TASK INSTRUCTIONS:
Reproduce a passage from the forum thread on forking inside thread::scope, starting at the words "Thanks for pointing" and ending after "following a fork.".

** START OF TEXT SEGMENT **

Can main thread fork safely from with thread::scope?

I have a resource leak issue from unscoped secondary threads that no longer exist after the main thread forks. That's expected, but I'd like to fix it somehow.

I could fix it if I instead scoped those threads and managed their resources outside that scope, passing refs into the thread closures. However, I would then need to fork the main thread from within the thread::scope closure, with the expectation that the forked main thread can return out of the thread::scope closure without having to wait/join for other threads that no longer exist in the forked process.

Would this work?

An alternative idea is to have all of those secondary thread resources owned by a static mutex, but this seems a tad wasteful because none of those resources are ever shared - the forked main thread would only access them (to drop them) when the secondary threads are gone (because not inherited by the child fork).

That won't work - the forked main thread would be locked out of the mutex by the non-existent secondary threads. I suspect, because ownership implies exclusive in Rust, that there is no safe way to do this cleanup without the original fork-within-thread::scope idea.

The more I think about this, the worse it seems.

For data that was mutable (via ownership, &mut or interior) by a thread that suddenly disappears (due to a fork), there's not much hope. Not only is there no way (except in the interior mutability case) for the remaining thread in the forked child process to get at that data, the data may be in an invariant-breaking state because the last thread may have been in the process of modifying it when it disappeared (from the viewpoint of the forked child process thread). This goes for locks/mutexes governing shared ownership as well.

The only data that can be guaranteed safe is data that is constant with respect to the disappearing thread(s). Or shared non-blocking data, like atomics.

I think all I can salvage are fds - I can have the threads store raw copies of any they use in AtomicI32s. The forked child thread has to cast these back to OwnedFds unsafely and close (by dropping) them.

I'm now wondering about the global allocator. How does it manage to always be in an invariant-preserving state after a fork? I guess this is a problem that was solved a long time ago for C/C++, but I'd like to know how. Maybe a similar mechanism can be added to Rust for this similar case...

From the man page:

After a fork() in a multithreaded program, the child can safely call only async-signal-safe functions (see signal-safety(7)) until such time as it calls execve(2)

Signal safety is a painfully restrictive concept. It means that almost everything is forbidden and nothing is safe. Notably you can't touch anything that could allocate or deallocate memory, so you're not allowed to create any String or drop any Vec. You can't panic either.

4 Likes

Oh - just watch me :scream:

This means my original C app I have almost completely translated into Rust is wrong as well.

Fortunately, forking is an optional behavior - one I added to get the safety and security of process isolation. I could add exec, but that would lose the benefit of common initialization of data done prior to execs.

1 Like

You can safely fork if you do this as the very first thing in main, before any threads are spawned or any allocations made. Then your child process can do whatever it wants without signal safety restrictions.

I do lots of allocations before forking. I've pulled out the forking code. I'll live without it.

Thanks for pointing out that paragraph in the fork man page. I knew about async-safe functions for signal handling purposes, but didn't know the same rule applied following a fork.

** END OF TEXT SEGMENT **
** START OF RECORD SET **

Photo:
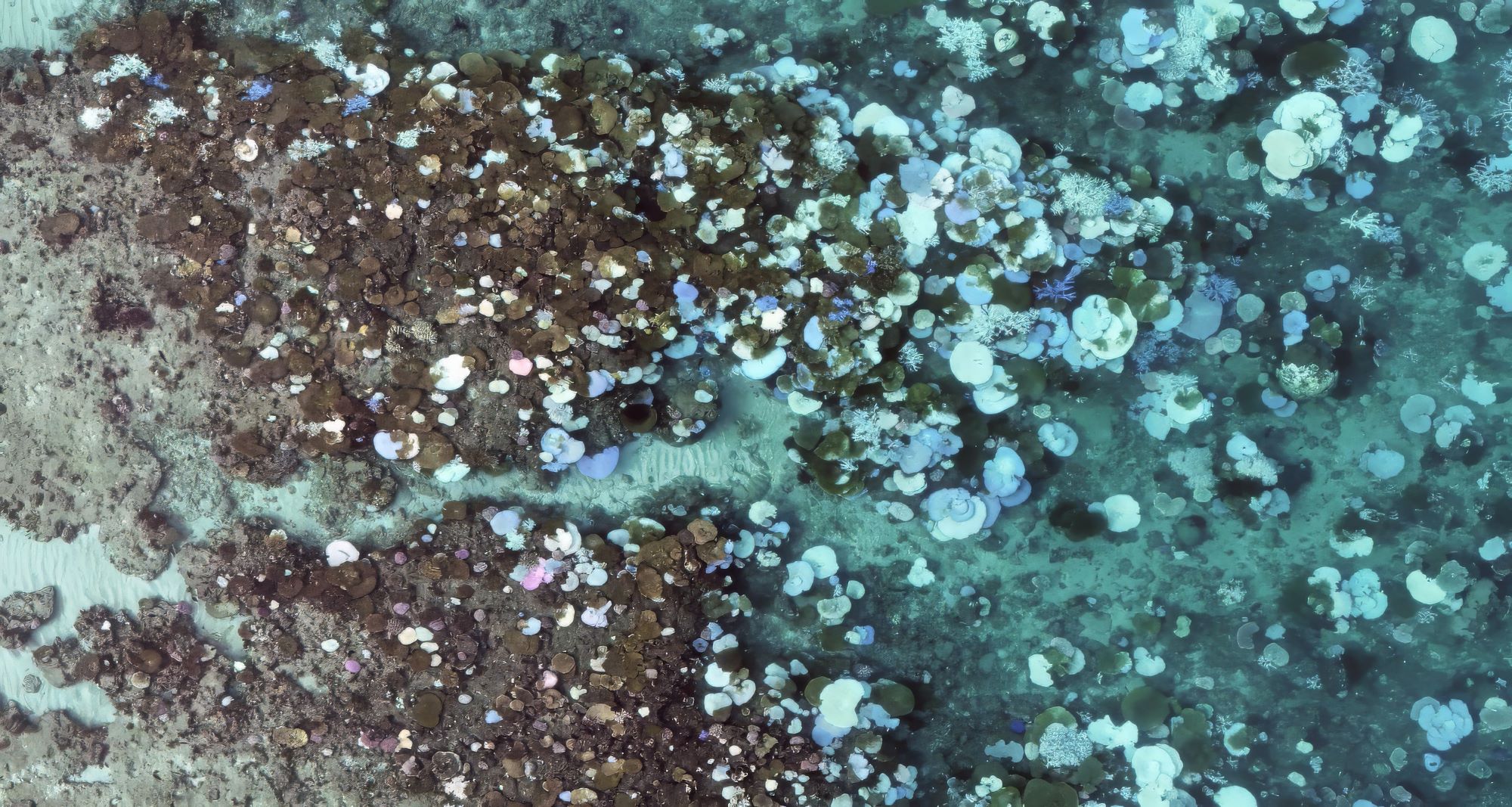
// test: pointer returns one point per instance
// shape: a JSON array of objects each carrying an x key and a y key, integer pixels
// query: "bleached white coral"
[
  {"x": 306, "y": 148},
  {"x": 1064, "y": 746},
  {"x": 123, "y": 65},
  {"x": 94, "y": 116},
  {"x": 330, "y": 54},
  {"x": 967, "y": 39},
  {"x": 164, "y": 110},
  {"x": 1085, "y": 194}
]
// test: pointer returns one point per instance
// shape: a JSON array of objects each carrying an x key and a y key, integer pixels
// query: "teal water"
[{"x": 1272, "y": 569}]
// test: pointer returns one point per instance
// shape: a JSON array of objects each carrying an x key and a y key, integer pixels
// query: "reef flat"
[{"x": 808, "y": 404}]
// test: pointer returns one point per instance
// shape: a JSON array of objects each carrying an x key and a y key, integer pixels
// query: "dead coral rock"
[
  {"x": 22, "y": 614},
  {"x": 60, "y": 228}
]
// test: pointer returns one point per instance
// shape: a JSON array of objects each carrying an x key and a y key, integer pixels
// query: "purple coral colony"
[{"x": 881, "y": 402}]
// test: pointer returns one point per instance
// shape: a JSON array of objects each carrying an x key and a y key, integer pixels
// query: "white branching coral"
[
  {"x": 991, "y": 324},
  {"x": 1083, "y": 194},
  {"x": 1064, "y": 746},
  {"x": 306, "y": 148},
  {"x": 123, "y": 65},
  {"x": 967, "y": 39},
  {"x": 164, "y": 110}
]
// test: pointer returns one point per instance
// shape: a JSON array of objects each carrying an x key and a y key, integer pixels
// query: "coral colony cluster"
[{"x": 1103, "y": 484}]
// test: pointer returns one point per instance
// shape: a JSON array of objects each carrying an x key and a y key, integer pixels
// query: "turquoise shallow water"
[{"x": 1186, "y": 436}]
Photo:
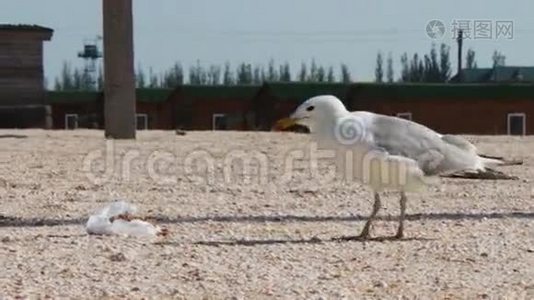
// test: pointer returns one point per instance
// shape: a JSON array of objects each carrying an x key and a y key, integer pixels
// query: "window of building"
[
  {"x": 517, "y": 124},
  {"x": 141, "y": 121},
  {"x": 219, "y": 122},
  {"x": 71, "y": 121}
]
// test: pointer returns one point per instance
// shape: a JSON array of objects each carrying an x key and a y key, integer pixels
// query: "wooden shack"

** END OF RECORD SET **

COMPLETE ANSWER:
Thanks for pointing out that paragraph in the fork man page. I knew about async-safe functions for signal handling purposes, but didn't know the same rule applied following a fork.